[TASK REQUIREMENTS]:
From the line with "Target: patterned carpet medallion" to the final line of the data below, please write out every line exactly, with no pictures.

──────── DATA EXCERPTS

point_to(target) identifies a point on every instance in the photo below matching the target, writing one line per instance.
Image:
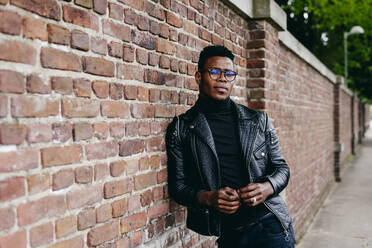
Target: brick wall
(87, 89)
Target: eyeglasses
(216, 73)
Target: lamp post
(353, 30)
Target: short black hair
(211, 51)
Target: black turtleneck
(221, 118)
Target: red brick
(82, 87)
(115, 49)
(7, 219)
(10, 22)
(86, 219)
(58, 34)
(100, 6)
(46, 8)
(12, 134)
(119, 31)
(73, 108)
(62, 132)
(144, 180)
(101, 150)
(116, 91)
(12, 188)
(38, 133)
(38, 183)
(100, 171)
(116, 11)
(101, 89)
(98, 45)
(103, 213)
(42, 234)
(11, 82)
(18, 239)
(32, 211)
(100, 130)
(76, 242)
(63, 179)
(84, 197)
(80, 40)
(130, 72)
(80, 17)
(85, 3)
(65, 226)
(14, 51)
(98, 66)
(119, 208)
(103, 233)
(133, 222)
(22, 159)
(62, 85)
(114, 109)
(116, 188)
(142, 110)
(37, 83)
(57, 59)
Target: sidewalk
(345, 219)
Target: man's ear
(198, 77)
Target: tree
(320, 24)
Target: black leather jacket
(193, 164)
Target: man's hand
(225, 200)
(255, 193)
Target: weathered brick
(133, 222)
(65, 226)
(76, 242)
(52, 156)
(101, 89)
(15, 51)
(37, 133)
(42, 234)
(37, 83)
(80, 40)
(84, 197)
(100, 130)
(58, 34)
(98, 66)
(72, 108)
(12, 188)
(80, 17)
(57, 59)
(62, 85)
(103, 213)
(116, 188)
(46, 8)
(18, 239)
(101, 150)
(84, 174)
(10, 22)
(12, 134)
(82, 131)
(119, 31)
(86, 218)
(32, 211)
(98, 45)
(63, 179)
(103, 233)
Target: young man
(225, 164)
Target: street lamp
(353, 30)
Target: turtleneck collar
(209, 105)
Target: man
(225, 164)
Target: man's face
(218, 89)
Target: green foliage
(310, 20)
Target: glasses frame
(222, 72)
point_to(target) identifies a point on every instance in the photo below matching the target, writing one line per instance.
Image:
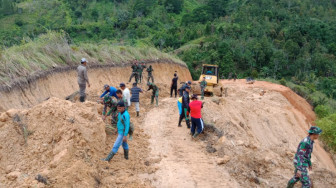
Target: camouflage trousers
(202, 93)
(134, 74)
(150, 77)
(304, 179)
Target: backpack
(131, 129)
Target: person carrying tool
(155, 94)
(203, 86)
(141, 67)
(135, 91)
(185, 107)
(110, 90)
(126, 94)
(196, 116)
(302, 159)
(112, 104)
(82, 79)
(173, 86)
(134, 72)
(123, 129)
(150, 73)
(121, 98)
(181, 89)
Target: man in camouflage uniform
(203, 86)
(302, 159)
(112, 104)
(150, 73)
(141, 67)
(155, 94)
(134, 72)
(121, 98)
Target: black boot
(180, 121)
(126, 153)
(188, 123)
(109, 157)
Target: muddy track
(181, 160)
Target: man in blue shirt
(123, 128)
(111, 90)
(135, 91)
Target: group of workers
(137, 69)
(123, 98)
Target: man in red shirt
(196, 116)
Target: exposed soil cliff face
(62, 84)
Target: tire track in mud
(180, 160)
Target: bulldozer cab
(210, 72)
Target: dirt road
(181, 161)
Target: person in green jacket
(123, 130)
(203, 86)
(155, 94)
(150, 73)
(134, 72)
(141, 67)
(112, 104)
(302, 159)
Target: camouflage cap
(315, 130)
(107, 99)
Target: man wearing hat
(150, 73)
(203, 85)
(82, 79)
(126, 93)
(181, 90)
(155, 94)
(173, 86)
(111, 90)
(112, 104)
(135, 99)
(196, 116)
(123, 128)
(185, 106)
(302, 159)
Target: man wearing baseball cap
(196, 116)
(123, 129)
(111, 90)
(185, 107)
(302, 159)
(82, 79)
(126, 93)
(182, 89)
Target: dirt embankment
(62, 84)
(64, 141)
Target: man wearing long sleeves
(82, 79)
(110, 90)
(185, 107)
(155, 94)
(302, 159)
(123, 128)
(126, 94)
(196, 116)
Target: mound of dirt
(261, 134)
(58, 143)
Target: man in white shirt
(126, 93)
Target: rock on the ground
(223, 160)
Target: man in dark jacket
(181, 90)
(82, 79)
(173, 86)
(135, 99)
(185, 107)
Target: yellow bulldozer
(211, 75)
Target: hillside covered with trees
(293, 41)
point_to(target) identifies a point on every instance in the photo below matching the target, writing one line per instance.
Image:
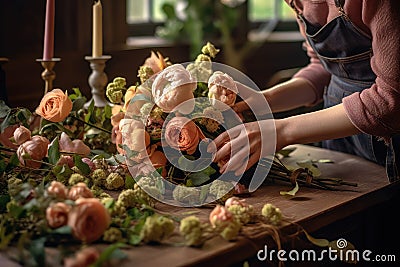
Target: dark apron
(345, 51)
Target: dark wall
(21, 41)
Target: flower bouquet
(78, 176)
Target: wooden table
(325, 214)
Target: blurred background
(258, 37)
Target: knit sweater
(375, 110)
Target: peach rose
(57, 189)
(223, 88)
(55, 106)
(83, 258)
(57, 214)
(79, 190)
(21, 135)
(183, 134)
(6, 135)
(33, 151)
(220, 216)
(76, 146)
(88, 219)
(159, 160)
(173, 86)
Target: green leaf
(107, 111)
(54, 151)
(291, 192)
(129, 182)
(135, 239)
(37, 251)
(286, 151)
(14, 162)
(4, 199)
(78, 103)
(204, 192)
(3, 166)
(82, 166)
(6, 122)
(4, 109)
(317, 241)
(199, 178)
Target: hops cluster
(156, 228)
(187, 195)
(116, 89)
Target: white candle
(97, 42)
(48, 48)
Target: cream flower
(173, 86)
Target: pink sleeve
(376, 110)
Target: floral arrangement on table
(83, 176)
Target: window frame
(148, 28)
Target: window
(143, 16)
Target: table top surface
(311, 208)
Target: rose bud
(33, 151)
(21, 135)
(88, 219)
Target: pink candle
(48, 50)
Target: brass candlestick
(48, 75)
(98, 80)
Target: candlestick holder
(98, 80)
(48, 75)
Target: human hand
(240, 147)
(253, 100)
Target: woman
(354, 49)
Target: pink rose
(33, 151)
(79, 190)
(57, 214)
(76, 146)
(55, 106)
(220, 216)
(134, 135)
(183, 134)
(66, 160)
(173, 86)
(223, 88)
(21, 135)
(90, 163)
(57, 189)
(6, 135)
(83, 258)
(88, 219)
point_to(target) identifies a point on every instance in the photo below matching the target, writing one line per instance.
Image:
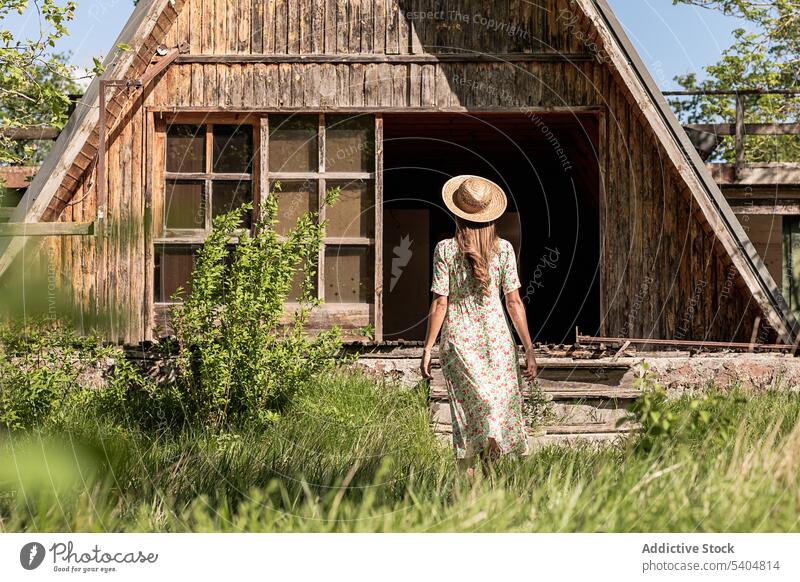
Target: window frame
(348, 315)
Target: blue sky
(671, 40)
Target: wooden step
(599, 435)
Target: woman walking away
(477, 350)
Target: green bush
(49, 375)
(239, 360)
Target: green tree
(35, 81)
(767, 59)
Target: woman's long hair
(478, 242)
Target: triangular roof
(144, 31)
(662, 120)
(143, 25)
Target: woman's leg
(488, 457)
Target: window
(208, 171)
(210, 168)
(309, 155)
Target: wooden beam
(749, 128)
(784, 208)
(30, 133)
(384, 58)
(46, 228)
(585, 339)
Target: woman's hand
(531, 367)
(425, 365)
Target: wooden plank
(342, 26)
(277, 57)
(367, 22)
(30, 133)
(379, 26)
(330, 23)
(393, 17)
(378, 315)
(317, 31)
(749, 128)
(268, 34)
(293, 32)
(23, 229)
(257, 26)
(281, 26)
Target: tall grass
(353, 454)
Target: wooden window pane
(186, 149)
(184, 206)
(227, 195)
(293, 145)
(353, 214)
(349, 143)
(233, 149)
(295, 198)
(349, 274)
(173, 269)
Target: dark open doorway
(548, 167)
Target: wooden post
(740, 131)
(378, 323)
(321, 192)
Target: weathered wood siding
(662, 273)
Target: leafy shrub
(537, 407)
(48, 372)
(239, 360)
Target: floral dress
(478, 353)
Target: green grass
(353, 455)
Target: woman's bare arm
(516, 310)
(436, 315)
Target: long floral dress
(478, 354)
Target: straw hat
(474, 198)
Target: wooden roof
(76, 146)
(17, 177)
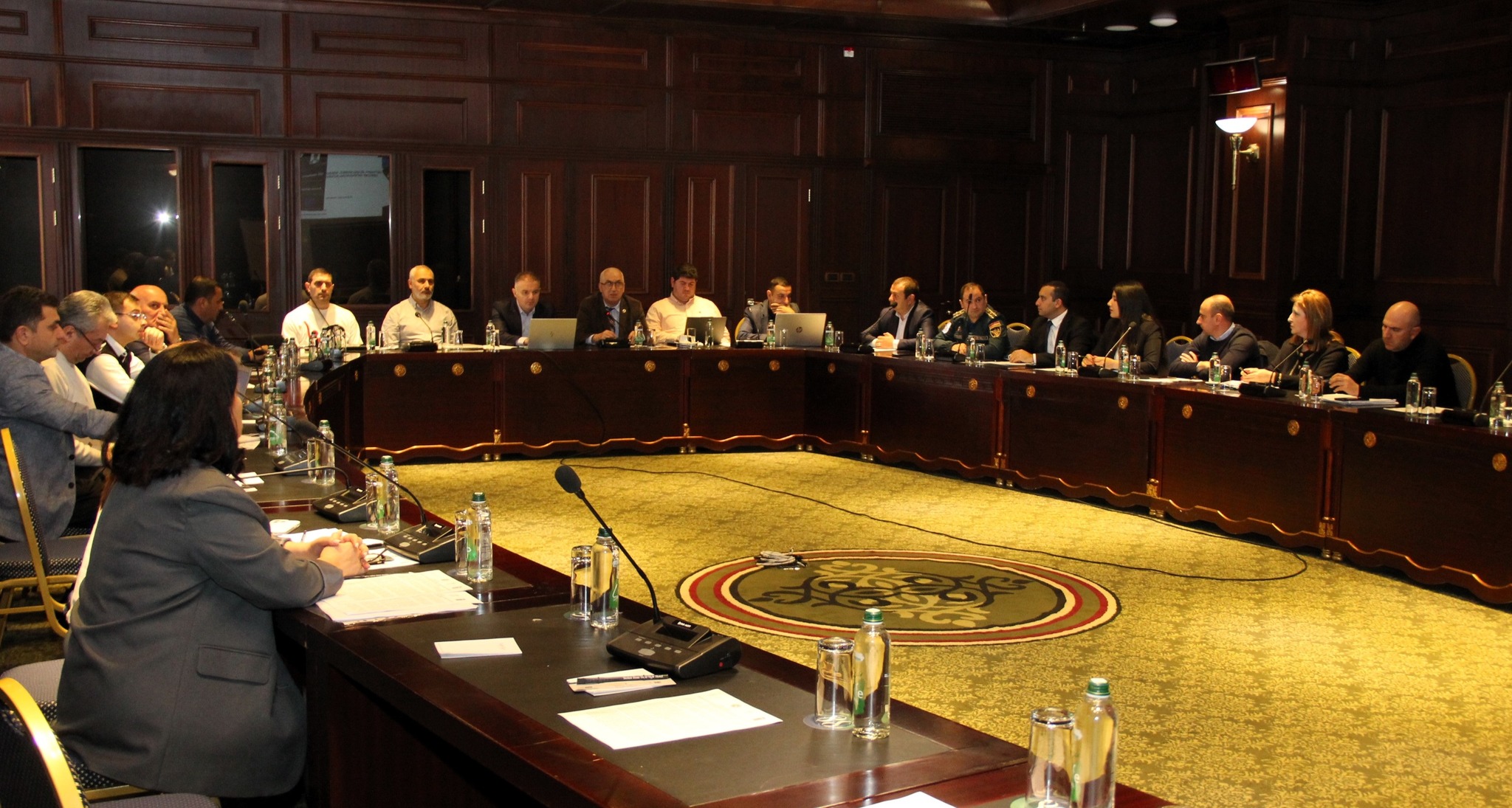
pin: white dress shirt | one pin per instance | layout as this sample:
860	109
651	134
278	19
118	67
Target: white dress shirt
667	319
69	382
304	319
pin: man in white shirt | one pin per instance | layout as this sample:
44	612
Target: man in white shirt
667	319
112	372
85	319
418	317
320	313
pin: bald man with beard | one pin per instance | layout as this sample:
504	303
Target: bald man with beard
1402	351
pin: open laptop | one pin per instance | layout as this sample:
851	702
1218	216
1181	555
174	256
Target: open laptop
552	333
707	328
803	330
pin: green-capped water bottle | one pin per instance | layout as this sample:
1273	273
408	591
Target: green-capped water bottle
871	671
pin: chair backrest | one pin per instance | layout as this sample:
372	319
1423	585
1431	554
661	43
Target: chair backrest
38	550
1464	379
1175	348
43	759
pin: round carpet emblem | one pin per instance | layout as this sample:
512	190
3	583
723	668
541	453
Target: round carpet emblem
947	598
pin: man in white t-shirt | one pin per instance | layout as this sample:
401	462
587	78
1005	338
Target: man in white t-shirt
320	313
667	319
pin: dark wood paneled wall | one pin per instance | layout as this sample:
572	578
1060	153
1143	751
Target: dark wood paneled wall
753	153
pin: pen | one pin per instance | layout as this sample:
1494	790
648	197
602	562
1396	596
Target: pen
607	680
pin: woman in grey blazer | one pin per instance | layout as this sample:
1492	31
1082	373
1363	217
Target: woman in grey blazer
170	677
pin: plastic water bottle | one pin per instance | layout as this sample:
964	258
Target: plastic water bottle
277	431
480	541
391	496
605	571
871	669
1095	739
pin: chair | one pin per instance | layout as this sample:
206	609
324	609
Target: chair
46	565
1018	334
40	772
1175	348
1464	379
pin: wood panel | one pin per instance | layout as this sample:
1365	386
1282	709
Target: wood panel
536	238
156	34
597	118
704	203
1422	233
27	92
617	209
1322	206
26	26
118	97
419	111
1160	201
578	55
379	44
777	230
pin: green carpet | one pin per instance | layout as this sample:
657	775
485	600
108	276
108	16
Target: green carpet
1337	686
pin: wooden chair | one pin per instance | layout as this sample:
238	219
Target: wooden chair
49	565
1464	379
41	773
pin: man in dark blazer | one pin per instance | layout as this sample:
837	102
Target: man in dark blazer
898	325
1054	324
513	316
43	424
608	314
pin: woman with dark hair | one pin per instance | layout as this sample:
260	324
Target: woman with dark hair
1131	322
171	680
1313	343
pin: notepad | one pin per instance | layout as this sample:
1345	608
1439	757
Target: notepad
675	718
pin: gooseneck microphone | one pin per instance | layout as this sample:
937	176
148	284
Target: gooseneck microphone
568	477
664	645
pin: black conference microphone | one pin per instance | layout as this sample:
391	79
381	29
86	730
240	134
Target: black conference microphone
666	645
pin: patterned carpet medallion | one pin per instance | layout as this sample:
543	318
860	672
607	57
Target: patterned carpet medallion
944	598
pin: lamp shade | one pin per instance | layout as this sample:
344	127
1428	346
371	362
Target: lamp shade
1236	125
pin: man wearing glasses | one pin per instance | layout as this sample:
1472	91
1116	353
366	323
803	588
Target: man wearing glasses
69	472
115	367
608	314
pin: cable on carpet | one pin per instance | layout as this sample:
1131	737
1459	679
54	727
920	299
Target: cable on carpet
859	514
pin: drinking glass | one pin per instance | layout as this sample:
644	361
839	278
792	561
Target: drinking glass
580	565
1050	759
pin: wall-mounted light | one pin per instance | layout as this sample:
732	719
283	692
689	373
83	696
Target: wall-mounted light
1236	127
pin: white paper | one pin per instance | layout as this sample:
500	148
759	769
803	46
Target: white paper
673	718
402	595
917	799
495	647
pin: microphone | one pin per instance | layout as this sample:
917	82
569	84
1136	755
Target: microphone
568	477
664	645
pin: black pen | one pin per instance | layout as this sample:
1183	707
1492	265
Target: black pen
607	680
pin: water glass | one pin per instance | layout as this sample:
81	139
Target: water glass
580	567
461	526
1428	404
832	702
1050	759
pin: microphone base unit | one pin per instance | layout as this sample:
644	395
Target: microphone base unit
427	542
343	506
676	647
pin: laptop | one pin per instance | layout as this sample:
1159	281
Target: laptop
705	328
552	333
803	330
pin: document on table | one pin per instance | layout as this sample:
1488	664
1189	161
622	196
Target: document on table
398	595
675	718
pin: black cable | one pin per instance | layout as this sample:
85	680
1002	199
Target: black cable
1305	567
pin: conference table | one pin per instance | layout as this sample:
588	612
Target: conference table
1372	487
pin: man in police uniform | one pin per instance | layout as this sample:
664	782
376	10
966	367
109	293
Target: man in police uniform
974	319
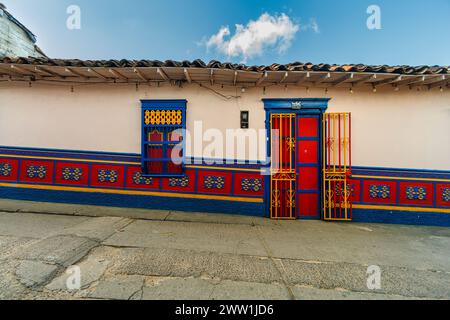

────────────────

[THE ANSWER]:
Target: patterned carpet medallion
944	598
pin: lamp shade | one pin per instance | layout as this sample:
344	127
1428	346
371	362
Target: lamp shade
1236	125
pin: man wearing glasses | one pin per instance | layout as this sample:
1472	91
1116	353
366	323
803	588
Target: man wearing glasses
69	472
115	367
608	314
pin: cable on carpet | one pin per instance | layout as this sample:
1131	737
1459	679
54	727
920	299
Target: cable on carpet
859	514
pin: drinking glass | one pin per instance | layout as this sample:
644	361
839	278
792	561
Target: drinking glass
580	565
1050	759
pin: wall-mounted light | one pin per instance | layout as this sample:
732	719
283	692
689	373
83	696
Target: wall-mounted light
1236	127
pin: white paper | one pin per instance | layout as this sample:
500	148
759	769
803	46
Target: white paper
673	718
402	595
917	799
495	647
pin: microphone | one pin per instance | layout as this sample:
917	82
569	84
1136	755
Target: microphone
568	477
664	645
pin: black pen | one pin per instance | layout as this sample:
1183	707
1492	265
Target: black pen
607	680
pin: water glass | one pin per instance | layout as this sample:
81	139
Target: water glass
580	567
461	526
1428	404
832	702
1050	759
pin: microphone base unit | one pin per instance | layout as this sample:
644	395
Target: microphone base unit
427	542
343	506
676	647
pin: laptop | one pin per instance | layout as this sample:
1159	281
Target: laptop
705	328
552	333
803	330
pin: document on table | one pin per instance | layout as this sample:
1488	664
1189	161
622	196
Target: document on table
398	595
675	718
pin: black cable | one pin per instance | layout as this sample:
85	680
1002	199
Target: black cable
1305	567
pin: conference table | one pin per instance | layout as this sample:
588	612
Target: conference table
1372	487
pin: man in police uniform | one pin per instance | layout as this sample:
664	782
376	10
966	367
109	293
Target: man in police uniform
974	319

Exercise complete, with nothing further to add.